:: 練習問題 A ::
映画の感想文から、「イランの音楽活動をする若者た」で始まり「ミュージカルのごとくである。」まで続く部分を書き写すこと。
:: 練習問題 B ::
次の(i)〜(iii)が映画の感想文の内容と合っているかを、それぞれ「はい」か「いいえ」で答え、決め手となる本文の語句をそのまま引用すること。(i) ネガルとアシュカンは、イランを出てロンドンでコンサートを開くことを望んでいる。(ii) 冒頭の場面で担架に乗せられて運ばれる患者はナデルである。(iii) 筆者はこの映画に深くのめり込んだ。

:: 対象テキスト ::
::::

くらのすけの映画日記

「シネマラムール」の管理人くらのすけの映画鑑賞日記です。 なるべく、見た直後の印象を書き込んでいるのでネタバレがある場合があります。その点ご了解ください。

映画感想「ペルシャ猫を誰も知らない」

ペルシャ猫を誰も知らない

イランの音楽活動をする若者たちの物語である。バンドが奏でる音楽が始まると映像が踊り出す。自由気ままに撮影されたバイタリティあふれるカメラワークは時にピント合わせさえも無視し、ピンボケのままにシーンが展開したりする。真正面からとらえるなどの構図はお構いなく、時には真横から映像が展開し、時には横長の画面の隅に人物が配置されたり、戸の隙間から写る人物がとらえられたりする。

型にこだわらないスタイリッシュな映像と、イラン音楽のようでかつモダンなリズムを持った心地よいアップテンポの曲にあわせて、画面が切り替わるおもしろさはまさにミュージカルのごとくである。

物語は、イラン国内では制約が多すぎるので、イランをでてロンドンでコンサートを開きたいと願う若者二人の物語。そこには、パスポートもとれず、日常の練習さえもともすると警察に逮捕されるという不自由な国柄が存在する。背後に何度となく映し出されるハイウェイは近代国家のごとくしつらえられた外観にも関わらず、そこかしこにある不自由さというちょっと、私たちからは想像できない社会の存在を目の当たりにしてくれる。

映画が始まると、病院の廊下を担架に乗せられて走る患者の視点で廊下の天井の蛍光灯が流れていく。場面が変わると、とある音楽スタジオから物語が始まる。
 国外にでて自分たちの音楽を演奏したい。この国では何かにつけ束縛されてしまうからロンドンへでたい。それに当たって、パスポートやビザが必要で手配できないかと相談する二人の男女ネガルとアシュカン。その面倒を見てコンサートを実現させるべく、パスポートなどの偽造屋ナデルのところへいく。
ところがナデルは彼らの音楽に心酔し、海外へ行く前に国内の許可をもらってコンサートをしようと提案、足りないバンドのメンバーを捜す手配をする。

あちこちで活躍する素人バンドたち。彼らもできればもっと自由な活動がしたい。それぞれの場所で奏でる音楽が流れると、画面は躍動感あふれるアップテンポの切り替えしで、次々と手持ちカメラ風のドキュメンタリータッチの映像が繰り返される。そのリズム感は見ている私たちを引き込んで思わずテンポを取ってしまう一体感を生み出してくれます。

ある程度のメンバーもそろい、いよいよと近づいてきたとき、パスポート偽造屋が警察に捕まってしまう。その様子を目の前で見たナデルは絶望の中姿をくらます。
連絡が付かなくなったナデルを探し出したアシュカン、しかしそこへも警察の手が。必死で逃げるアシュカンは窓から飛び降りてそのまま病院へ。ファーストシーンで運ばれていくのはこのアシュカンだった。そしてエンディング。

ドキュメンタリー風の演出に終始し、こだわった映像を特に取り入れずに、自由奔放に音楽のリズムに合わせるかのように描いていくカメラワークの妙味がこの映画の魅力で、斬新かつ初々しさが際だつ作品である。ただ、このジャンルの物語は私は苦手なので、映画の良さとは裏腹にのめり込めなかったことも事実である。

::::

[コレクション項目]
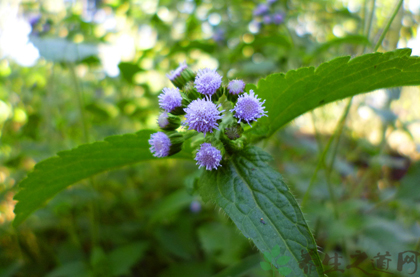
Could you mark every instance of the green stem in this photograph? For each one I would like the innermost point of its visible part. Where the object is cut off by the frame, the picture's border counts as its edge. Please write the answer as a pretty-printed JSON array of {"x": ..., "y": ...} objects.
[
  {"x": 80, "y": 102},
  {"x": 321, "y": 161},
  {"x": 92, "y": 205},
  {"x": 388, "y": 25}
]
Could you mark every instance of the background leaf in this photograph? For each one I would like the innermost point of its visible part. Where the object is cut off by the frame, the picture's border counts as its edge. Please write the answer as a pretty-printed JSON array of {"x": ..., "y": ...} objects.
[
  {"x": 247, "y": 189},
  {"x": 55, "y": 174},
  {"x": 298, "y": 91}
]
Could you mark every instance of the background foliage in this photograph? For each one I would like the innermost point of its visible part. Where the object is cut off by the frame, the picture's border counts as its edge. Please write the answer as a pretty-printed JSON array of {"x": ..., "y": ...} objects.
[{"x": 79, "y": 71}]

::::

:: 解答 A ::
イランの音楽活動をする若者たちの物語である。バンドが奏でる音楽が始まると映像が踊り出す。自由気ままに撮影されたバイタリティあふれるカメラワークは時にピント合わせさえも無視し、ピンボケのままにシーンが展開したりする。真正面からとらえるなどの構図はお構いなく、時には真横から映像が展開し、時には横長の画面の隅に人物が配置されたり、戸の隙間から写る人物がとらえられたりする。

型にこだわらないスタイリッシュな映像と、イラン音楽のようでかつモダンなリズムを持った心地よいアップテンポの曲にあわせて、画面が切り替わるおもしろさはまさにミュージカルのごとくである。

:: 解答 B ::
(i) はい。「イランをでてロンドンでコンサートを開きたいと願う若者二人の物語」
(ii) いいえ。「ファーストシーンで運ばれていくのはこのアシュカンだった」
(iii) いいえ。「映画の良さとは裏腹にのめり込めなかったことも事実である」